Après Afrine, la Turquie veut élargir l’offensive contre les Kurdes syriens

mis à jour le Jeudi 22 mars 2018 à 16h30

Le Figaro | Par Georges Malbrunot | mercredi 21 mars 2018

Ankara et les rebelles anti-Assad entendent prendre le contrôle de Manbij, cent kilomètres plus à l’est.

_____________________

Une défaite qui marque le début de la fin d’un Kurdistan syrien

Le Figaro | par Adrien Jaulmes | mercredi 21 mars 2018

NI LA TURQUIE ni ses alliés, les insurgés syriens, ne s’en cachent : après avoir conquis Afrine aux miliciens kurdes, Ankara et les rebelles anti-Assad entendent prendre le contrôle de Manbij, à cent kilomètres plus à l’est, et au-delà d’une bande de terre administrée par les Kurdes, le long de la frontière avec la Turquie. Mais à Manbij, le déploiement de 200 soldats américains fait planer la menace d’affrontements entre alliés au sein de l’Otan. Le scénario de la débâcle d’Afrine peut-il se rééditer à Manbij ?

Lundi, alors que les Kurdes annonçaient le lancement d’une « guérilla » contre « l’occupation turque » de l’enclave d’Afrine, des responsables militaires américains affichaient ostensiblement leur présence à Manbij. Washington est « préoccupé » par l’exode de dizaines de milliers de civils kurdes jetés sur les routes. Mais que pèsent ces manifestations d’indignation face à la realpolitik ? Washington est-il prêt à partir en guerre contre son allié turc, pour satisfaire les miliciens kurdes syriens, certes partenaires de l’Occident dans la guerre contre Daech, mais également émanation locale d’une organisation - le PKK, Parti des travailleurs du Kurdistan - que les États-Unis, comme Ankara et l’Union européenne, qualifient de « terroriste » ?

#### DONNÉES FOURNIES:
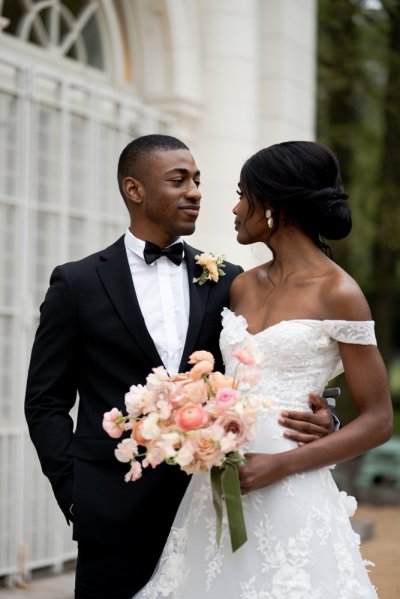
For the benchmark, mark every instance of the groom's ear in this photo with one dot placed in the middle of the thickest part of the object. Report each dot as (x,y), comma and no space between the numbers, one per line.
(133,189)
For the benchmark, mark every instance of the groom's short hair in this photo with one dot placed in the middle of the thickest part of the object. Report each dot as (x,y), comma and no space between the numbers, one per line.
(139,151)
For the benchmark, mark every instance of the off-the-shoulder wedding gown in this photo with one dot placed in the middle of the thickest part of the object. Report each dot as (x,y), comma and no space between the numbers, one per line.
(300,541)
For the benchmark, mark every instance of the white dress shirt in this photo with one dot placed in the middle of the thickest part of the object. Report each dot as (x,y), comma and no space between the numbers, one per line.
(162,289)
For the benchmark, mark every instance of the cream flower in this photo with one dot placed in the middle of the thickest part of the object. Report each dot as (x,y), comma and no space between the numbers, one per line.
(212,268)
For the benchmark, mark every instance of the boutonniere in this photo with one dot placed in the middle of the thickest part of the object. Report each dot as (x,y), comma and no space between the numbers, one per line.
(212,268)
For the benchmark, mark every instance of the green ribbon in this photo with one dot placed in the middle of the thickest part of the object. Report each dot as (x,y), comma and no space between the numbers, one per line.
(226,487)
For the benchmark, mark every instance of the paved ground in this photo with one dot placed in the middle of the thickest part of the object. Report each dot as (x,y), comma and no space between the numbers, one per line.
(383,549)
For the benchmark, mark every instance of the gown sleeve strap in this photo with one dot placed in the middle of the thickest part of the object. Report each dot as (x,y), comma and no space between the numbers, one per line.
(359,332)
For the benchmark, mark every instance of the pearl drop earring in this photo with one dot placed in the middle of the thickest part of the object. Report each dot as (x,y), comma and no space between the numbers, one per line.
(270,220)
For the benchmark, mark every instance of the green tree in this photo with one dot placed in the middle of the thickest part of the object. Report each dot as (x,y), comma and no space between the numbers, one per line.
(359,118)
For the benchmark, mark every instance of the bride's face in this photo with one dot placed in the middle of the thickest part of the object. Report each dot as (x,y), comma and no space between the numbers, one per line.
* * *
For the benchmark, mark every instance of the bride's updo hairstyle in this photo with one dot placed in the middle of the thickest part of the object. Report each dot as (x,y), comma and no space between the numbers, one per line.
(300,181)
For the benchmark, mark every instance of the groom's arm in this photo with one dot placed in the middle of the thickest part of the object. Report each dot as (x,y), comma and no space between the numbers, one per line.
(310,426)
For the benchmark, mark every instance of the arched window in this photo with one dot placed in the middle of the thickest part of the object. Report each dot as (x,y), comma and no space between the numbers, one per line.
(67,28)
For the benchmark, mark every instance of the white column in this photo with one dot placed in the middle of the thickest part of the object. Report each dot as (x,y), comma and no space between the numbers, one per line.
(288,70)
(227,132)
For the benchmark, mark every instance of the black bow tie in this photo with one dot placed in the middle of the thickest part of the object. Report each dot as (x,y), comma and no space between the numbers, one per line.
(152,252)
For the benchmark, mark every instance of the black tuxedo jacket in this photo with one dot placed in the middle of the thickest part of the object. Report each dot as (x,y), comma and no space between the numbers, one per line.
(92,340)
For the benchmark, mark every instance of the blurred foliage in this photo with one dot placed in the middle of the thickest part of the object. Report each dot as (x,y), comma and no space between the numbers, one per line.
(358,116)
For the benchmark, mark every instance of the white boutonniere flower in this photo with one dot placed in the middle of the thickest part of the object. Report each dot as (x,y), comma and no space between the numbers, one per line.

#### TRAVAIL DEMANDÉ:
1. D'après l'article sur l'offensive turque contre les Kurdes syriens, combien de soldats américains sont déployés à Manbij ?
2. Poursuivez l'article sur l'offensive turque contre les Kurdes syriens à partir de sa dernière phrase.
Vous n'avez pas besoin des entrées.

#### RÉPONSES PAR TÂCHE:
1. 200 soldats américains.

2.
Manbij n’est pas Afrine. Celle-ci était peuplée d’une majorité de Kurdes, tandis qu’à Manbij, ce sont les Arabes, qui y sont majoritaires à 75 %. En 2016, après la conquête de Manbij sur Daech par une alliance de combattants arabo-kurdes, soutenue par les États-Unis, un « Conseil civil » fut installé à Manbij et sa campagne. Mais dans cette portion de Syrie post-Daech, la greffe arabo-kurde n’a pas pris.

Vers un nouveau recul 

« Le Conseil est dominé par les Kurdes, en particulier les vétérans du PKK qui cooptent les notables locaux et les renvoient en cas de problème », analyse le chercheur Fabrice Balanche, qui était à Manbij en février. Les incidents se sont multipliés. Le chef du comité de réconciliation et un responsable kurde de la sécurité furent assassinés. En janvier, des manifestations contre le Conseil de Manbij éclatèrent, organisées par des tribus arabes, hostiles à la conscription de leurs enfants par les Kurdes.

Après la défaite d’Afrine, des miliciens kurdes se sont repliés à Manbij. « Les Kurdes ne laisseront pas les clés de Manbij à la Turquie », anticipe F. Balanche, car « ce serait une autre humiliation, et Erdogan pourrait alors continuer son offensive plus à l’est. »

Mais une fois de plus, peu d’options s’offrent aux Kurdes. Compter sur la protection des 2 000 soldats américains, déployés dans le Nord-Est syrien ? Pour ne pas aggraver son contentieux avec Ankara, Washington se serait entendu avec la Turquie pour éviter un affrontement entre alliés à Manbij. Une des solutions envisagées serait le déploiement de forces turques aux côtés des marines… et l’expulsion des miliciens kurdes de Manbij.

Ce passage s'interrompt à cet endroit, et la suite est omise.